CHALLENGE: Render every line of the items below as a JSON list of strings, one string per line, with blank lines left out.
+ + +
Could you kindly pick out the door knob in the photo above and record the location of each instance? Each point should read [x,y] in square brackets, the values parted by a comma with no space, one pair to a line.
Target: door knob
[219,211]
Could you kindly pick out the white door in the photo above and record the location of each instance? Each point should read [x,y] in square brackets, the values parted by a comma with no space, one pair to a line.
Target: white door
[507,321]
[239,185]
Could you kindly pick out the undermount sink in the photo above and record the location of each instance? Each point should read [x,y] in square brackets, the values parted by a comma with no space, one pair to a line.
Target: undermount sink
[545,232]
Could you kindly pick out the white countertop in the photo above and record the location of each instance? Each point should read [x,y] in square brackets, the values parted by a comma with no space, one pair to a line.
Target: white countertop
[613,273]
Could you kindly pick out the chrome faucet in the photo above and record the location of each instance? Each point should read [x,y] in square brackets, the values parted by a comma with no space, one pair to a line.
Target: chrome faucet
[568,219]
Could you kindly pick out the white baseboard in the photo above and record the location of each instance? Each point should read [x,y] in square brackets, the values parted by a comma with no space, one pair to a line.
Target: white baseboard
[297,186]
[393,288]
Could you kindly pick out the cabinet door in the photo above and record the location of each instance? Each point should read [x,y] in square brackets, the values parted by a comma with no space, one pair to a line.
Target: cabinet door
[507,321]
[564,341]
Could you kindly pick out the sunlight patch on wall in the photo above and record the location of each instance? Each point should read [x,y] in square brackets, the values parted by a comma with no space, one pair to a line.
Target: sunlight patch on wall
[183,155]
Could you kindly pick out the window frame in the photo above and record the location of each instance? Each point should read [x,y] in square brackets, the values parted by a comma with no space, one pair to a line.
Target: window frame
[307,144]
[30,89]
+ + +
ANSWER TO THE PROBLEM:
[
  "Could you kindly pick out the door knob in the photo above and record the location of each instance? Each point should read [x,y] in square brackets, the values parted by a comma with no space, one pair to a line.",
  "Target: door knob",
  "[219,211]",
  "Could you kindly pick out the white door in the photo above and record the location of each instance? Each point should read [x,y] in square brackets, the values parted by a comma with no space, one pair to a line.",
  "Target: white door",
  "[507,321]",
  "[239,185]",
  "Could you kindly pick out the undermount sink in the photo above and record the location of each instance? Each point should read [x,y] in square brackets, the values parted by a comma with no space, one pair to a line.",
  "Target: undermount sink",
  "[545,232]",
  "Could you kindly pick out the white countertop in the photo above and record the location of each instance? Each point should read [x,y] in square brackets, the values parted by a comma with no space, one pair to a line.",
  "Target: white countertop",
  "[613,273]",
  "Could you kindly pick out the chrome faucet in the photo above and record the location of each instance? Each point should read [x,y] in square brackets, the values parted by a comma with no space, one pair to a line.",
  "Target: chrome faucet",
  "[568,219]",
  "Could you kindly pick out the white baseboard in the photo above and record the location of each instance? Each point should read [x,y] in square brackets, the values parted by a comma with no space, one pair to a line.",
  "Target: white baseboard",
  "[297,186]",
  "[393,288]",
  "Could you kindly pick out the cabinet door in the photo above and record the location of each instance? Each point should read [x,y] in square brackets, the values parted by a comma with no space, one pair to a line.",
  "Target: cabinet door",
  "[507,321]",
  "[564,341]",
  "Could you kindly pick out the sunlight patch on wall in the photo above and record the location of each instance? Each point should read [x,y] in square brackets, the values parted by a comma with no space, one pair to a line.",
  "Target: sunlight patch on wall",
  "[183,155]",
  "Could you kindly pick out the window frame in the photo above and record the location of each instance? Each point should read [x,y] in square brackets, the values parted by a comma with no space, one pair to a line.",
  "Target: window frame",
  "[307,144]",
  "[30,89]"
]